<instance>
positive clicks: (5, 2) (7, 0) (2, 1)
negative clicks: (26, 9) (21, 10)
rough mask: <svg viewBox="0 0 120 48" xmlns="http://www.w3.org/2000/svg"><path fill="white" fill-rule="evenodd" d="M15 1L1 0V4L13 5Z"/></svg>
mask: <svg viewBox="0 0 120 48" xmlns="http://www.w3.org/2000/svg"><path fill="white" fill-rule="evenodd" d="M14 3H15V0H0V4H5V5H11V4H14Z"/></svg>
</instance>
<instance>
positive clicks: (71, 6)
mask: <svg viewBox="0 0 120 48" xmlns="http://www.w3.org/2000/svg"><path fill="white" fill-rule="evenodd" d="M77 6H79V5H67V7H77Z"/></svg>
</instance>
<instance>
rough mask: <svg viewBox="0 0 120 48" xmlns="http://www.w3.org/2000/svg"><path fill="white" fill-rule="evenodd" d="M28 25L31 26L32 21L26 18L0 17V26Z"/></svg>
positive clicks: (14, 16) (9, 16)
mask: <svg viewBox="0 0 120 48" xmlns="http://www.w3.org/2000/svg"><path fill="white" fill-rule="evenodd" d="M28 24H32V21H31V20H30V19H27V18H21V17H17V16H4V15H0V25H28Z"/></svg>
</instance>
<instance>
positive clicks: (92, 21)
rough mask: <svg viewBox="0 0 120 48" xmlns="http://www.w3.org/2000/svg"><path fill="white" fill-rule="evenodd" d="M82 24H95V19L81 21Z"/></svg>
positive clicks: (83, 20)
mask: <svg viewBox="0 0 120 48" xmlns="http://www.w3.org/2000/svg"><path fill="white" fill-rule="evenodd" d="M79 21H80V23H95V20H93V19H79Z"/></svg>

===============

Turn every line of the records above into a numbered list, one line per item, and leave out any blank lines.

**OUTPUT OF THE TASK**
1. <instance>
2. positive clicks: (5, 2) (7, 0) (2, 1)
3. negative clicks: (26, 9) (21, 10)
4. rough mask: <svg viewBox="0 0 120 48" xmlns="http://www.w3.org/2000/svg"><path fill="white" fill-rule="evenodd" d="M15 1L1 0V4L13 5Z"/></svg>
5. mask: <svg viewBox="0 0 120 48" xmlns="http://www.w3.org/2000/svg"><path fill="white" fill-rule="evenodd" d="M14 3H15V0H0V4H5V5H11V4H14Z"/></svg>
6. </instance>
7. <instance>
8. positive clicks: (71, 6)
9. mask: <svg viewBox="0 0 120 48" xmlns="http://www.w3.org/2000/svg"><path fill="white" fill-rule="evenodd" d="M77 6H79V5H67V7H77Z"/></svg>
10. </instance>
11. <instance>
12. rough mask: <svg viewBox="0 0 120 48" xmlns="http://www.w3.org/2000/svg"><path fill="white" fill-rule="evenodd" d="M28 25L31 26L32 21L26 18L0 17V26Z"/></svg>
13. positive clicks: (14, 16) (9, 16)
14. mask: <svg viewBox="0 0 120 48" xmlns="http://www.w3.org/2000/svg"><path fill="white" fill-rule="evenodd" d="M28 24H32V21H31V20H30V19H27V18H21V17H17V16H4V15H0V25H28Z"/></svg>
15. </instance>
16. <instance>
17. positive clicks: (92, 21)
18. rough mask: <svg viewBox="0 0 120 48" xmlns="http://www.w3.org/2000/svg"><path fill="white" fill-rule="evenodd" d="M82 24H95V19L81 21Z"/></svg>
19. positive clicks: (83, 20)
20. mask: <svg viewBox="0 0 120 48" xmlns="http://www.w3.org/2000/svg"><path fill="white" fill-rule="evenodd" d="M79 21H80V23H95V20H93V19H79Z"/></svg>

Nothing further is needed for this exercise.